● Qué harás: Repite sin ningún cambio las líneas que van desde la que contiene "# test: mark the baby" hasta la última, incluidas ambas.

(Registros)

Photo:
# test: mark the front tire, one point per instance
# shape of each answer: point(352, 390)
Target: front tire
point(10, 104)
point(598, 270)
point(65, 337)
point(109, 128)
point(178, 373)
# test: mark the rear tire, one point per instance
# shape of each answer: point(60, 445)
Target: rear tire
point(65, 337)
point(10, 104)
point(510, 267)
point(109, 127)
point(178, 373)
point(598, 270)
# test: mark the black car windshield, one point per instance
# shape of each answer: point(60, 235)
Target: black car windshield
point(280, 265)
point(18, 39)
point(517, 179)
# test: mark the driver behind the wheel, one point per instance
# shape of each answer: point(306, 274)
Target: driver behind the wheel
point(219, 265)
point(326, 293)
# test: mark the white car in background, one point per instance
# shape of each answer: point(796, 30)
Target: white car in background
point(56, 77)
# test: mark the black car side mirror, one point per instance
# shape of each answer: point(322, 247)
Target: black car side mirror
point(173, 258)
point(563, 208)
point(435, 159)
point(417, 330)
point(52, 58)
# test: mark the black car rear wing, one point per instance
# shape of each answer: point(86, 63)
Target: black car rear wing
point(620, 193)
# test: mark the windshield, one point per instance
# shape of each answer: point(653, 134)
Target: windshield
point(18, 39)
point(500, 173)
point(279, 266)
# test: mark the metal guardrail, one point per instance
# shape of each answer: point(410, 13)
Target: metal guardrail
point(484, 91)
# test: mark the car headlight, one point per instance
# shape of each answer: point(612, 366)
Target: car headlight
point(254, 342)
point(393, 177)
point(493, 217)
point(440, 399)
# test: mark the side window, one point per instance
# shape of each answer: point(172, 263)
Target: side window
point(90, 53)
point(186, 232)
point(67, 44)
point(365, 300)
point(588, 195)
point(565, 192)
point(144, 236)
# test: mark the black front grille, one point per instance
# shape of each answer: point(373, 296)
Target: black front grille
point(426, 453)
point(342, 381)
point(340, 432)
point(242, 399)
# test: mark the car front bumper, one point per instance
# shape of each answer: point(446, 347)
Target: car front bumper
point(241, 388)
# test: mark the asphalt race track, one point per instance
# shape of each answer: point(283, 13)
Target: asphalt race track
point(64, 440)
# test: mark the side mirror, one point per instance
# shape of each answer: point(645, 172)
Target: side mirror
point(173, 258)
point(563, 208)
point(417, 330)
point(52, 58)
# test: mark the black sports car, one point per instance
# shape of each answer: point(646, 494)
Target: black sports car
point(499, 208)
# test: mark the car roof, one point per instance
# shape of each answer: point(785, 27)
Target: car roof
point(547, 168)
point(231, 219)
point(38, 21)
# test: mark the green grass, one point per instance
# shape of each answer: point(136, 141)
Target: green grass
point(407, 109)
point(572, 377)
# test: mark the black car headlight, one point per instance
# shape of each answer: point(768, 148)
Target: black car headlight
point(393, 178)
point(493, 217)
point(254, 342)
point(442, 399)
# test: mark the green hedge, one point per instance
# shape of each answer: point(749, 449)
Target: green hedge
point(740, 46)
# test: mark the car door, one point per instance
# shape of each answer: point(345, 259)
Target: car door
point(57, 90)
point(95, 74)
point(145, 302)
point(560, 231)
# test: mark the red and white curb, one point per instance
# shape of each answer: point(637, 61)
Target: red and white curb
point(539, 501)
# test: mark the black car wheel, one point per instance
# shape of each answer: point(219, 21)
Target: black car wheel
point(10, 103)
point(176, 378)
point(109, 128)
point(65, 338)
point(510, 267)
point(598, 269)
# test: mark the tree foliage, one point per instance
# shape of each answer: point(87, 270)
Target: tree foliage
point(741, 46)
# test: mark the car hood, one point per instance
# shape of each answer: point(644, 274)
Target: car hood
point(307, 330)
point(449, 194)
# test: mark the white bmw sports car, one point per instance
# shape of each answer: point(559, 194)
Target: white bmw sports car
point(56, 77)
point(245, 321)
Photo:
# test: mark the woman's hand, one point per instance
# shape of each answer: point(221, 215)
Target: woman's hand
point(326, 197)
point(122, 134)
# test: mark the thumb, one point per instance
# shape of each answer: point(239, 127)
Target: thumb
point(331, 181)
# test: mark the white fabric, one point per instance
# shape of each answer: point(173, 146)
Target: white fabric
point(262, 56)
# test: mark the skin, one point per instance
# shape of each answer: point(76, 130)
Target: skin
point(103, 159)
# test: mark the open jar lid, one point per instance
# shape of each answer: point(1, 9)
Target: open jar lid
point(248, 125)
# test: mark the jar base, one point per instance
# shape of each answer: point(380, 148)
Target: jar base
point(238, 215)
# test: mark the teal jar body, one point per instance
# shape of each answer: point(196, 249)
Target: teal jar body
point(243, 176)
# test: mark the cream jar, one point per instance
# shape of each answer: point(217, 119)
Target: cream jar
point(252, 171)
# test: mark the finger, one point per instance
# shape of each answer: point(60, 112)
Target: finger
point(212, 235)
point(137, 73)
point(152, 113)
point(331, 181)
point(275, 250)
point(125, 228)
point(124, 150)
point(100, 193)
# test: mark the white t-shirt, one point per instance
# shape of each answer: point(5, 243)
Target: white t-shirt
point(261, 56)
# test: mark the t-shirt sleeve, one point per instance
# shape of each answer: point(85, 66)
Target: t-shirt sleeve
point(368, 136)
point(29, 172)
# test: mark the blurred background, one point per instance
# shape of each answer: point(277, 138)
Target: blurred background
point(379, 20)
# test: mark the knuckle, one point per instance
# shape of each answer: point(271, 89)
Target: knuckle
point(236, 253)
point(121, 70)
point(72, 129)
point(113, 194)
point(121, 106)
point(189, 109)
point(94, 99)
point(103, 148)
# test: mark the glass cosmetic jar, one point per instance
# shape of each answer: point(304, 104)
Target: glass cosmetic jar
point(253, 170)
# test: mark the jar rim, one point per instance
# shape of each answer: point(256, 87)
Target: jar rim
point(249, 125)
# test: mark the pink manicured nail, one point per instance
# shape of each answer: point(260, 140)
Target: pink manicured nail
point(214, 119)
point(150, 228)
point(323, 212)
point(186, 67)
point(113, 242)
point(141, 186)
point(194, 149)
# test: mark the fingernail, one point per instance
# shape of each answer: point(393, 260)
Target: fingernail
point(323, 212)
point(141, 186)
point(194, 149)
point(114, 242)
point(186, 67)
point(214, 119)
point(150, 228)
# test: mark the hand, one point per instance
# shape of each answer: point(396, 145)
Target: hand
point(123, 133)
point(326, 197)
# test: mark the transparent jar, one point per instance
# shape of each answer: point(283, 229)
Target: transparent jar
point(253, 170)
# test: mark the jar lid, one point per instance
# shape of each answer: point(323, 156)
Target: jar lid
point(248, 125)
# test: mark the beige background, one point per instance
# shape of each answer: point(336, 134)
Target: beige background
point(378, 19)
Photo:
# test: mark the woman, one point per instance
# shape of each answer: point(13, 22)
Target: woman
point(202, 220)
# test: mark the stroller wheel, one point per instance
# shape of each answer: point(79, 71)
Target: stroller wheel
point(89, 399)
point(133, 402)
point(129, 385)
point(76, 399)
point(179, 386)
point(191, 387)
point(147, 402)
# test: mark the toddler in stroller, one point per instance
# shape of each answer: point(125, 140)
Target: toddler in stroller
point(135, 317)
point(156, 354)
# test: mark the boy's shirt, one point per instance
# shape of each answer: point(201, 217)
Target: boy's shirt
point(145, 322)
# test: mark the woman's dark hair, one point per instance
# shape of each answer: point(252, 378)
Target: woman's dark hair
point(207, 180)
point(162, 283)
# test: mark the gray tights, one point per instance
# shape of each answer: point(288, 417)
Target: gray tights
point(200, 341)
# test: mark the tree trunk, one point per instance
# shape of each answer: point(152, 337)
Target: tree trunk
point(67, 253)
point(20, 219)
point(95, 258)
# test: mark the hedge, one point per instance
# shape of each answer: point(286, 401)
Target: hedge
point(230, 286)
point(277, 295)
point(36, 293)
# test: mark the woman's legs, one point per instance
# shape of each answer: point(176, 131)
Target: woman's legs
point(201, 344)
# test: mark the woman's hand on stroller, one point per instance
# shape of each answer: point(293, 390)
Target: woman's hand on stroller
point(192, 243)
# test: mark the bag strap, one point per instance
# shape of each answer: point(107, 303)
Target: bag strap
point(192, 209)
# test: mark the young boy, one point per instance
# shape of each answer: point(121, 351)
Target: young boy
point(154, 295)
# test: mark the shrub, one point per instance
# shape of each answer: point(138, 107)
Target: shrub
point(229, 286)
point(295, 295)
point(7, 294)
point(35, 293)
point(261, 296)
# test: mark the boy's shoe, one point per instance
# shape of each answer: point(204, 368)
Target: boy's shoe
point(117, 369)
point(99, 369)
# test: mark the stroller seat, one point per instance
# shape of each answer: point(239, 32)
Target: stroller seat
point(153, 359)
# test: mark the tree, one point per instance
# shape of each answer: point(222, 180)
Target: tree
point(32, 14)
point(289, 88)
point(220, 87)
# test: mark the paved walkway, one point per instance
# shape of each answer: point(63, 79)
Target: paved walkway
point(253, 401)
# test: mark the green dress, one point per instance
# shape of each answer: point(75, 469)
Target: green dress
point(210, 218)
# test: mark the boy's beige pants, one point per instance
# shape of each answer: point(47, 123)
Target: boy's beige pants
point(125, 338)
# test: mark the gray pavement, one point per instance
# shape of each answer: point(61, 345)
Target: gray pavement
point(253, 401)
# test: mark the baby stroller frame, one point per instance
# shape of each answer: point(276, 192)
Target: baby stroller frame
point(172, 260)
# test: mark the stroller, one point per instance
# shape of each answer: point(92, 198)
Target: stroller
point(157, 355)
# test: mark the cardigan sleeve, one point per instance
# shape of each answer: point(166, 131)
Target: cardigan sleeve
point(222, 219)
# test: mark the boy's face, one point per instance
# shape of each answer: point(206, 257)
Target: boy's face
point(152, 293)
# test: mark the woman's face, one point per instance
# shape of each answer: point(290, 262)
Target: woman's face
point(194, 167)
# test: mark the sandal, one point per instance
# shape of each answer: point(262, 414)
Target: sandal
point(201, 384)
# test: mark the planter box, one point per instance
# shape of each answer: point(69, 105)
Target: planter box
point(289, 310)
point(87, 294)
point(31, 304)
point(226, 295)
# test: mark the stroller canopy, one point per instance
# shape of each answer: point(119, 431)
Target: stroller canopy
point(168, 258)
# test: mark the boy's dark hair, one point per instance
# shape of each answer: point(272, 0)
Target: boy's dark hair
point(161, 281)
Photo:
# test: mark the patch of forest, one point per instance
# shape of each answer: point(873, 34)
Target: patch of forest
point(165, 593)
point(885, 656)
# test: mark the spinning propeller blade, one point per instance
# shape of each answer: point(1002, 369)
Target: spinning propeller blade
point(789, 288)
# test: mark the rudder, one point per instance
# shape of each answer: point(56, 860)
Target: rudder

● Salida completa:
# test: mark the baby stroller frame, one point per instance
# shape of each answer: point(276, 192)
Target: baby stroller frame
point(172, 260)
# test: mark the stroller, one point per instance
# shape of each answer: point(92, 198)
Target: stroller
point(157, 355)
# test: mark the cardigan sleeve, one point per instance
# shape of each answer: point(166, 131)
Target: cardigan sleeve
point(222, 219)
# test: mark the boy's face, one point per instance
# shape of each answer: point(206, 257)
Target: boy's face
point(152, 293)
# test: mark the woman's face, one point per instance
# shape of each answer: point(290, 262)
Target: woman's face
point(194, 167)
# test: mark the sandal, one point per instance
# shape of each answer: point(262, 414)
Target: sandal
point(201, 384)
# test: mark the planter box, one point per instance
# shape of each answer: point(69, 105)
Target: planter box
point(289, 310)
point(87, 294)
point(31, 304)
point(226, 295)
# test: mark the stroller canopy, one point per instance
# shape of each answer: point(119, 431)
Target: stroller canopy
point(168, 258)
# test: mark the boy's dark hair, one point per instance
# shape of each answer: point(272, 0)
Target: boy's dark hair
point(161, 281)
Photo:
# test: mark the patch of forest, one point per instance
# shape of each answer: point(873, 34)
Target: patch of forest
point(165, 593)
point(885, 656)
# test: mark the spinning propeller blade, one point per instance
# shape of each answer: point(1002, 369)
Target: spinning propeller blade
point(789, 288)
# test: mark the rudder, one point per instance
# shape of each answer: point(56, 860)
Target: rudder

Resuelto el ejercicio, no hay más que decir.